### Exercise details:
Please continue the passage below on bZIP mutants and amino acid breakdown, starting right after its last sentence.

### Selected extract:
○ ○ ○

As pointed out in Table 1, bzip1 bzip53 mainly affect genes involved in amino acid catabolism. Overall eight genes coordinating degradation of branched-chain amino acids (BCAAs; Val, Leu, and Ile) (Binder, 2010), as well as Met and Tyr, were partially impaired in the mutant. This indicates a major function of these bZIPs in breakdown of a particular set of amino acids (Figure 4A). The array results of DEGs were confirmed by independent RT-qPCR experiments (Figure 4B). Interestingly, for all analyzed genes (BRANCHED-CHAIN AMINO ACID TRANSFERASE2 [BCAT2], METHYLCROTONYL-COA-CARBOXYLASE [MCCA], HOMOGENTISATE 1,2-DIOXYGENASE [HGO], and METHIONINE-γ-LYASE [MGL]) (Mentzen et al., 2008; Binder, 2010), the use of a quadruple bZIP mutant (bzip1 bzip53 bzip10 bzip25) did not further reduce the expression found in the bzip1 bzip53 double mutant. We therefore assume that regulation of the genes involved in BCAA degradation differs from that of PPDK.

○ ○ ○

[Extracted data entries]

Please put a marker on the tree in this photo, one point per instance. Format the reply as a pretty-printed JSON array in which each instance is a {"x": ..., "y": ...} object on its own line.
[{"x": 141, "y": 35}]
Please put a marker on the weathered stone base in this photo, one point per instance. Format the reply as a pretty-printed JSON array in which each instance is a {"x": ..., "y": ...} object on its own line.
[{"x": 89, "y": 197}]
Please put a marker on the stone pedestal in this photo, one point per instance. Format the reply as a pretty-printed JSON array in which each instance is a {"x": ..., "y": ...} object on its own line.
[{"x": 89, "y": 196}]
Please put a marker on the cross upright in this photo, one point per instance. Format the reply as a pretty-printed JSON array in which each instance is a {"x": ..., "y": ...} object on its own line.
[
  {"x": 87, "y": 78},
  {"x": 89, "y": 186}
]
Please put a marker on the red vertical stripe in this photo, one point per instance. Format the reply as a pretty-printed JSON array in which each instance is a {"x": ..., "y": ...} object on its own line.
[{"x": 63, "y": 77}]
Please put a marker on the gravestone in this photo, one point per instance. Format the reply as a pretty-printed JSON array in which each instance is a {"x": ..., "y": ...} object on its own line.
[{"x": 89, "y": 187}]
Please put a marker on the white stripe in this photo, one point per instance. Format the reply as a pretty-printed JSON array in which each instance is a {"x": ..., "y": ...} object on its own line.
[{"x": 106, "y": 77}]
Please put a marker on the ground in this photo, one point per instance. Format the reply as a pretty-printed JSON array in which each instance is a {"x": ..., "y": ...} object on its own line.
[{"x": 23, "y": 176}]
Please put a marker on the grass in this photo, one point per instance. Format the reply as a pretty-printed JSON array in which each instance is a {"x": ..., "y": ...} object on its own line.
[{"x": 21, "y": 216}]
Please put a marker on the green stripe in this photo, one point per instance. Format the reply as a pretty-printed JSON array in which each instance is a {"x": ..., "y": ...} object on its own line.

○ ○ ○

### Exercise answer:
Salt treatment led to a transient increase in the overall amino acid levels during the first 6 h. At later time points, concentrations of many amino acids decrease, presumably due to reduced synthesis and/or degradation. However, the effect of bZIP1 and bZIP53 was restricted to particular amino acids. In the wild type, BCAA (Val, Leu, and Ile) concentrations decreased after 24 and 48 h of salt stress, which correlated with the activation of the metabolic genes encoding enzymes in amino acid degradation. This process was partially blocked in the bzip mutants. Downregulation of gene expression levels could clearly be correlated with amino acid levels (Figure 4C; Supplemental Figure 4). However, only minor differences between the wild type and mutants are seen for Tyr or Lys. It needs to be taken into account that steady state amino acid measurements do not differentiate between biosynthesis, degradation, and flux into other pathways. Moreover, other regulatory mechanism besides gene regulation may apply.

ASN1 is the only upregulated gene involved in amino acid biosynthesis, which is in line with the hypothesis that Asn functions in C/N transport under stress (Lam et al., 1994). However, in the bzip1 bzip53 mutant, ASN1 transcription was only slightly reduced. Importantly, the quadruple mutant has a much stronger effect, indicating differences in gene regulation when compared with that of genes involved in amino acid degradation. Overall, based on these results, bZIP1 and bZIP53 are major regulators of stress-induced metabolic reprogramming of amino acid degradation, presumably to support metabolism with an alternative energy resource (Ishizaki et al., 2006; Araújo et al., 2010).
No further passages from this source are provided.